Given request
Render every line of the entries below as a numbered list, leaving out any blank lines.

Records of labeled points
◇ ◇ ◇

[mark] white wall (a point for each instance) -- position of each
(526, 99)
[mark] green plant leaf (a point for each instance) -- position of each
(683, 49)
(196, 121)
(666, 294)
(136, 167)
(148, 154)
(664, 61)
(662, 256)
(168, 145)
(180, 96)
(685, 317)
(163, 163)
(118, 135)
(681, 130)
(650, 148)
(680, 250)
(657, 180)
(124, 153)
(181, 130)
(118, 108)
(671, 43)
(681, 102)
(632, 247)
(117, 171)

◇ ◇ ◇

Final result
1. [mark] white wall (a point for each instance) -- position of each
2. (526, 99)
3. [mark] green plant leaf (a point for each instance) -- position of each
4. (683, 49)
5. (196, 121)
6. (666, 294)
7. (136, 167)
8. (148, 154)
9. (664, 61)
10. (662, 256)
11. (168, 145)
12. (180, 96)
13. (685, 317)
14. (163, 163)
15. (118, 135)
16. (681, 130)
17. (650, 148)
18. (680, 250)
19. (657, 180)
20. (124, 153)
21. (181, 130)
22. (118, 108)
23. (671, 43)
24. (681, 102)
25. (632, 247)
26. (117, 171)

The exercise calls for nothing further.